START Records to use
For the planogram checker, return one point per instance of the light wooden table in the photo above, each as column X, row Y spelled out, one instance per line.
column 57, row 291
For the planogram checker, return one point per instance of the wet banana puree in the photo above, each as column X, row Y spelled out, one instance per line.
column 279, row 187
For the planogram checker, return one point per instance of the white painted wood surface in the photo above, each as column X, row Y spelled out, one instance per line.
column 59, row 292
END Records to use
START Records to use
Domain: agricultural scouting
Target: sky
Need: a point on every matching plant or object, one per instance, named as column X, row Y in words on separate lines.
END Records to use
What do the lines above say from the one containing "Target: sky" down to the one containing "Need: a point"? Return them exactly, both end lines included, and only them.

Target: sky
Need: a point on every matching plant or object, one per instance, named as column X, row Y in words on separate lines.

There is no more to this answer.